The rise is likely to trigger renewed debate over the widespread use of contracts that offer no guarantee of hours and only those benefits guaranteed by law, such as holiday pay.

The Office for National Statistics said the number of people estimated to be employed on a zero-hours contract in their main job was 697,000, representing 2.3% of all people in employment. In the same period in 2013, the figure was 1.9% of all people in employment, or 586,000.

Overall, because workers often have more than one job official figures showed the number of employment contracts offering no minimum hours jumped from 1.4m in 2013, to 1.8m last year.

The ONS said th e 28% increase was not so much the result of a surge in the number of zero-hours jobs offered by employers last year, but due more to increasing recognition of the contracts by staff when asked by researchers about their employment termsT.

Some of Britain’s largest employers offer zero-hours contracts to employees. Highstreet giants such as JD Wetherspoon, Burger King, Domino’s Pizza, Sports Direct and McDonald’s all use the deals.

Buckingham Palace has offered the contracts to staff working in the summer when the Queen’s main residence is open to the public.

> _PROBLEMS_
a: Answer each question using the passage on zero-hours contracts.
(i) According to the Office for National Statistics, how many people were estimated to be employed on a zero-hours contract in their main job?
(ii) How many employment contracts offering no minimum hours were there in 2013?
(iii) Which staff has Buckingham Palace offered the contracts to?
b: Summarize the passage on zero-hours contracts in two sentences.
c: Pick up the passage on zero-hours contracts after its final sentence and keep writing.
The material that comes next is from a separate source.

> _GIVEN DATA_

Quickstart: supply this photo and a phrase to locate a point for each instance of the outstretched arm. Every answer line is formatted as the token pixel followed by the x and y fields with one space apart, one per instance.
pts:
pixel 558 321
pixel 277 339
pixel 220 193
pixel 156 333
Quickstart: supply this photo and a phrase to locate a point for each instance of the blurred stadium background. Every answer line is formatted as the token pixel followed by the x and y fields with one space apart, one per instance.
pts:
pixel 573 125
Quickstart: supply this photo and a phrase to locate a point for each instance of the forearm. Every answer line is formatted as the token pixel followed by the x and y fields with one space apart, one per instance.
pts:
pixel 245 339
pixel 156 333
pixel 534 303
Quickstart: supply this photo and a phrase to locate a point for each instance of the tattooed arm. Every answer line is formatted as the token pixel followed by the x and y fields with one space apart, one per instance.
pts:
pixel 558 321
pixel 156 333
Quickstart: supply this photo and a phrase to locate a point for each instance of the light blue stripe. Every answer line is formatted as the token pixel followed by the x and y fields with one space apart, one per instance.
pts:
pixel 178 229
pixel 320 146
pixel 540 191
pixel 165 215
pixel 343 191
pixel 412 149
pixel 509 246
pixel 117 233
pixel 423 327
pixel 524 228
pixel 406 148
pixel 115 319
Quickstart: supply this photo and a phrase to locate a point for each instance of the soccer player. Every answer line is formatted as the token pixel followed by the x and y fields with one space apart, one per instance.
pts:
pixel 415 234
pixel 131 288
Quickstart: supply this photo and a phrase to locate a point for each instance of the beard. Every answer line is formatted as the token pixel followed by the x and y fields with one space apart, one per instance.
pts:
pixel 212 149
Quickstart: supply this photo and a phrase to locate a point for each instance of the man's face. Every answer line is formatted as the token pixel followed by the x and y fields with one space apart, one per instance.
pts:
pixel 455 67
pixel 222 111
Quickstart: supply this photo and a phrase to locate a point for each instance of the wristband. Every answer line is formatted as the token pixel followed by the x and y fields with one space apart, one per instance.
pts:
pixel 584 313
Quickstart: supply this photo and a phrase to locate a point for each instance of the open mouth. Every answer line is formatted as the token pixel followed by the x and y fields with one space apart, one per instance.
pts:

> _ANSWERS FOR THE EXERCISE_
a:
(i) 697,000, or 2.3% of all people in employment.
(ii) 1.4m.
(iii) Staff working in the summer, when the Queen's main residence is open to the public.

b: Official figures show that the number of people employed on zero-hours contracts in their main job rose from 586,000 to 697,000, and the number of contracts offering no minimum hours grew from 1.4m in 2013 to 1.8m last year. The ONS attributed much of the 28% increase to workers more often recognizing these contracts rather than a surge in such jobs, and large employers such as McDonald's and Sports Direct, as well as Buckingham Palace, use them.

c:
The ONS said over half of businesses in the hotel and catering sectors used the contracts and a quarter of businesses in education made some use of no-guaranteed-hours contracts in August 2014.

Universities and colleges have become large-scale users of zero-hours contracts, while an estimated 160,000 care staff are also on similar deals.

Around a third of people on them want more hours, the ONS added, saying people on zero-hours deals are more likely to be women, students in full-time education or working part-time. They are also more likely to be aged under 25, or 65 and over.

A report in the Daily Mail earlier this month found that scores of MPs, including 36 from Labour , were found to be offering zero-hours contracts to researchers. Based on a series of freedom of information requests, the newspaper also found several Labour-run councils offering zero-hours contracts.

In a speech last year, Ed Miliband accused Sports Direct, which employs 20,000 staff on zero hour contracts, of “Victorian practices” in the way it treats staff. The founder of Sports Direct, Mike Ashley, is being called to the Commons by the Scottish affairs committee over the treatment of employees at its USC retail business and the use of zero-hours contracts.

Labour is expected to say in its general election manifesto that it will change the law so that workers with regular shifts have the legal right to a regular contract.

The Unite union leader, Len McCluskey, warned: “Increasing numbers of workers face a year of working harder and getting poorer thanks to the explosion of insecure working and exploitative zero-hours contracts.”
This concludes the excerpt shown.